■ **What to do**
Copy the records starting at the line that contains "mountainside, that would be most welcome." and ending at the line that contains "[[[71,194],[0,182],[0,212],[24,207],[38,208],[67,198]]]", changing "rocky" to "steep" and keeping everything else the same.

+++

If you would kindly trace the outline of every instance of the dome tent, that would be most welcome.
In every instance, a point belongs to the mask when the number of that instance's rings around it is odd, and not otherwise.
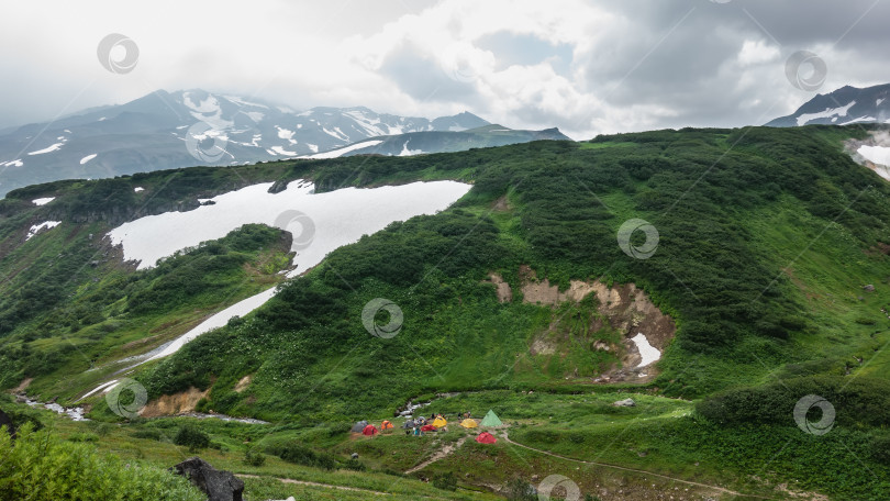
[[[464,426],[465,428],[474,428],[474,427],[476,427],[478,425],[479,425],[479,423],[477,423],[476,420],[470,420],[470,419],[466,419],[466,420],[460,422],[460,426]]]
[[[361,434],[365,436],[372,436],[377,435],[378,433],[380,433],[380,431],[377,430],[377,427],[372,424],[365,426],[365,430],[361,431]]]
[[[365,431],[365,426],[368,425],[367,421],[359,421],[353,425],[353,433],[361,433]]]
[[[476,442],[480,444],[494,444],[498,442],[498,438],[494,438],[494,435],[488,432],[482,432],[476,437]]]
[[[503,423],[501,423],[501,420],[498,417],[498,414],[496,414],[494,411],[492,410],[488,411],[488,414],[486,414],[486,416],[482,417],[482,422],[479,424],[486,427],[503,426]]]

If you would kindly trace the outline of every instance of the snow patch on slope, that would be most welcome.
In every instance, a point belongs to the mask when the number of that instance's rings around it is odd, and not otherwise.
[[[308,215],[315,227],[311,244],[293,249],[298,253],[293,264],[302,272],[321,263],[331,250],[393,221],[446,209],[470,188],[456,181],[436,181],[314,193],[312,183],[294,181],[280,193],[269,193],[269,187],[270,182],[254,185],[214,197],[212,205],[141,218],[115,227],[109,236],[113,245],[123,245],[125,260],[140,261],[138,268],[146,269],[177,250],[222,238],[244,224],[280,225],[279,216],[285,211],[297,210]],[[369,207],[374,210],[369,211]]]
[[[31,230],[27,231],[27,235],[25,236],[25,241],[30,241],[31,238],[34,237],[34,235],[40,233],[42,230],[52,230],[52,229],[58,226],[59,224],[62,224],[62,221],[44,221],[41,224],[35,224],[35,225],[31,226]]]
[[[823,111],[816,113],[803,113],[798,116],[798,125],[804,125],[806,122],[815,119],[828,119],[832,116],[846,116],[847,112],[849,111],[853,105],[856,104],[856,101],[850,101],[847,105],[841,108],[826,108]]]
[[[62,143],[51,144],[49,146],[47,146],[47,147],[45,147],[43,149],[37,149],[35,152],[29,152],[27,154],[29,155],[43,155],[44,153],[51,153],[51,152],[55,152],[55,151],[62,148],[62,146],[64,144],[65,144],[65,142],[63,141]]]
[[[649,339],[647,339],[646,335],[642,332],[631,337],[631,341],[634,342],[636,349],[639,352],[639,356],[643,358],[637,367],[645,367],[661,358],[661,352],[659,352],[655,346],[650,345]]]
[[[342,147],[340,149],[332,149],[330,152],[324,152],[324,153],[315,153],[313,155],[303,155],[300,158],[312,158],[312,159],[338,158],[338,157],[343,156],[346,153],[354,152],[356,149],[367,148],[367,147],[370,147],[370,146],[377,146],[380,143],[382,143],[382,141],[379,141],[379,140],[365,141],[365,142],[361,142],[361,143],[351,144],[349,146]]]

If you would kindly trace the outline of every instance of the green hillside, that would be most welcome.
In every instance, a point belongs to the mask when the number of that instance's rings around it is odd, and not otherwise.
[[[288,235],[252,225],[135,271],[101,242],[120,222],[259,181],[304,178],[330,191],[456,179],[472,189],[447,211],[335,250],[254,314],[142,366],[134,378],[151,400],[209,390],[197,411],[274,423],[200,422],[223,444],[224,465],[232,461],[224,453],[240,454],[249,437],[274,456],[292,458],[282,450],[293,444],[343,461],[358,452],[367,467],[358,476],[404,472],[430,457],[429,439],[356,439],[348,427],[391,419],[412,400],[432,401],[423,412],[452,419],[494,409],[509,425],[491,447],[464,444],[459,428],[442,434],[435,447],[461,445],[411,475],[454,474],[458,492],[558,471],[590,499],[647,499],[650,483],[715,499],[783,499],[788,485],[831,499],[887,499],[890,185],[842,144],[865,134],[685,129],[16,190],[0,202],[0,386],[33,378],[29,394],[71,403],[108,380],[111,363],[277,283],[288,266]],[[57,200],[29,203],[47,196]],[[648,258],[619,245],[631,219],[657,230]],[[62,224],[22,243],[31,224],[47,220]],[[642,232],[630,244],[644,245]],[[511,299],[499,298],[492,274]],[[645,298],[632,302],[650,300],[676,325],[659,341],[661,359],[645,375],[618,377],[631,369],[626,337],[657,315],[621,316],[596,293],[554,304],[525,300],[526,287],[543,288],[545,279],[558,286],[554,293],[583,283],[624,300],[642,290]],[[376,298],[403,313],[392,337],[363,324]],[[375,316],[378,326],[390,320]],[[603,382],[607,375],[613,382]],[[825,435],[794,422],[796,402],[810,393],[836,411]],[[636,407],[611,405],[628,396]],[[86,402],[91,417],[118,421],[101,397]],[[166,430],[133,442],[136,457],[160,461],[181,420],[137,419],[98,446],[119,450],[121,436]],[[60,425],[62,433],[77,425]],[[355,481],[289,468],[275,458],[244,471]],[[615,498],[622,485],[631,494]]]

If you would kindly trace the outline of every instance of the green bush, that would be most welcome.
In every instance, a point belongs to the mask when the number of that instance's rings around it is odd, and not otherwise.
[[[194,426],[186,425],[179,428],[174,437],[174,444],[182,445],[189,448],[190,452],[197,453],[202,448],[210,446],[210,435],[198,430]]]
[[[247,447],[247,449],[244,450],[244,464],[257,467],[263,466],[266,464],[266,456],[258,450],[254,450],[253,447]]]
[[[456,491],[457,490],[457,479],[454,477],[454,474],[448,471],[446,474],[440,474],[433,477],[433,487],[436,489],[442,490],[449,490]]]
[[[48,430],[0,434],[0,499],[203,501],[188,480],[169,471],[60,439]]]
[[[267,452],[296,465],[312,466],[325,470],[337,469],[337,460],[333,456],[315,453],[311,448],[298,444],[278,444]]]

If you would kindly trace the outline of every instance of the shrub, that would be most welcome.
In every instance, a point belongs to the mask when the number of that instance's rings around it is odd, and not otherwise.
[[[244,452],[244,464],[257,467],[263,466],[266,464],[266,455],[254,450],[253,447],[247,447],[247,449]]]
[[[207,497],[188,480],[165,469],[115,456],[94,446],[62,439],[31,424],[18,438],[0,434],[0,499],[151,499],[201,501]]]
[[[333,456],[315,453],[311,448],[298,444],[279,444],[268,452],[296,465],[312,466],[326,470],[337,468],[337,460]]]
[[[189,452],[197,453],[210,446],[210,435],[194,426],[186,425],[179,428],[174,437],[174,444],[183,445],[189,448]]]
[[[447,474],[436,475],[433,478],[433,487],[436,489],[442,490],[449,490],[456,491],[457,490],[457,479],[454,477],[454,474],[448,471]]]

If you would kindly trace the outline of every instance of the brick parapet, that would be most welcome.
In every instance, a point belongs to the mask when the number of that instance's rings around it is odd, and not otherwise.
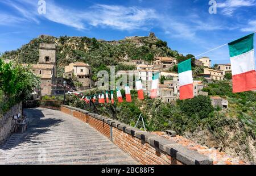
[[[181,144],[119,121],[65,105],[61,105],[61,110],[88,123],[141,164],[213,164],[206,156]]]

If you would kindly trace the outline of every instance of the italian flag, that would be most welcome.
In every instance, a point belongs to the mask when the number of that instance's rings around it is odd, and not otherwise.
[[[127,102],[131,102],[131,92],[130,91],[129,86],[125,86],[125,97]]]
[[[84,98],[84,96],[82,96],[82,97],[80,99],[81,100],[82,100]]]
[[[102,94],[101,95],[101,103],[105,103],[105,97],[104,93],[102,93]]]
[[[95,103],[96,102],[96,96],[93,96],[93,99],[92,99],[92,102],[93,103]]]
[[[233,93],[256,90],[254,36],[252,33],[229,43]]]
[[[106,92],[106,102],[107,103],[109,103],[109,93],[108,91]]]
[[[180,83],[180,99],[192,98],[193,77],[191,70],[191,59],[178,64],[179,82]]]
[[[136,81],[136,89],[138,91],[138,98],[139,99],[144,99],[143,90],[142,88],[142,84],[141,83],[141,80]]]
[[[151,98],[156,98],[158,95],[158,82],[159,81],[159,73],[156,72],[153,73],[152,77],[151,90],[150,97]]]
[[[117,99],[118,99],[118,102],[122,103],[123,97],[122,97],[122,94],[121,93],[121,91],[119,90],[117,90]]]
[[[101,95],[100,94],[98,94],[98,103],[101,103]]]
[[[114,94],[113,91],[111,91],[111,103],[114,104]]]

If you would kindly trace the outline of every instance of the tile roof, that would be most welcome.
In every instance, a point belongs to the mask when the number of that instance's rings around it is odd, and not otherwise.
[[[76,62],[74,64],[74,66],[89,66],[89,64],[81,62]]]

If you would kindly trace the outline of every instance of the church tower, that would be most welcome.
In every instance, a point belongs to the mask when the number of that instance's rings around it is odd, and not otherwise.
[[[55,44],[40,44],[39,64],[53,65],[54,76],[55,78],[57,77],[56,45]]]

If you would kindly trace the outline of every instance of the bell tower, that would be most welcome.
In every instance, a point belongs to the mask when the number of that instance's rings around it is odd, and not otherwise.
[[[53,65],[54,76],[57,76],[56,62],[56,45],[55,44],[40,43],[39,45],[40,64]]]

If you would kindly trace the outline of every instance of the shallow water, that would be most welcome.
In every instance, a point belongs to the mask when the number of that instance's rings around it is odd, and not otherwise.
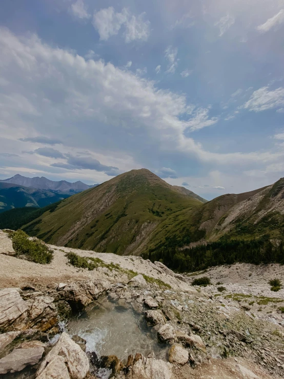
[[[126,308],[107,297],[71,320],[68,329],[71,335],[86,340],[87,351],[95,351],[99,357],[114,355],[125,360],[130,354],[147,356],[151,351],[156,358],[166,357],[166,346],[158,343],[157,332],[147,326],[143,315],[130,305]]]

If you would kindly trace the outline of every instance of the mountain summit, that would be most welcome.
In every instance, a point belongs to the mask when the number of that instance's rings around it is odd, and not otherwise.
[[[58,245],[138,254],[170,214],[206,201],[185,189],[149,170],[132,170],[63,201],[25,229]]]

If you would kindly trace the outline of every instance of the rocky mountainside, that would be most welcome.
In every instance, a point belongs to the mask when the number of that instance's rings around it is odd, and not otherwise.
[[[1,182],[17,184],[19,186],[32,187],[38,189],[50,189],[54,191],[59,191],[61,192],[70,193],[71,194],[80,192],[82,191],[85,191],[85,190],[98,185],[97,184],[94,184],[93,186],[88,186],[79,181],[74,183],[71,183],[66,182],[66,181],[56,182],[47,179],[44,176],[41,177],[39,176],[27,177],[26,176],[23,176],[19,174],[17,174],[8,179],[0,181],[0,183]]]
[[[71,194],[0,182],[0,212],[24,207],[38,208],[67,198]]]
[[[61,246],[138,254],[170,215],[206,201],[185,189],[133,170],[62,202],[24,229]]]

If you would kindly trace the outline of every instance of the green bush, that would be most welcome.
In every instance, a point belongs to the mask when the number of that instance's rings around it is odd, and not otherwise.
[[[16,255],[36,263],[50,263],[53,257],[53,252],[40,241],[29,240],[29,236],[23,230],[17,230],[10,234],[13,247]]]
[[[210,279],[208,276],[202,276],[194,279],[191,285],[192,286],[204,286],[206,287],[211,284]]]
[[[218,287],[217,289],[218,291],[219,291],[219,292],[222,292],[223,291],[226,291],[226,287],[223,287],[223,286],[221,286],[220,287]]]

+++

■ **Full output**
If you would kindly trace the outline of every instance of the steep mountainside, that would be most welcome.
In every instance, a point belongs to the mask when the number of that instance's rings around it is odd, and not otherwise.
[[[1,182],[17,184],[19,186],[32,187],[38,189],[50,189],[54,191],[59,191],[61,192],[70,193],[71,194],[80,192],[82,191],[85,191],[85,190],[98,185],[97,184],[94,184],[93,186],[88,186],[79,181],[74,183],[71,183],[66,182],[66,181],[56,182],[47,179],[44,176],[41,177],[39,176],[27,177],[26,176],[23,176],[19,174],[17,174],[8,179],[0,181],[0,183]]]
[[[71,194],[0,182],[0,212],[24,207],[38,208],[67,198]]]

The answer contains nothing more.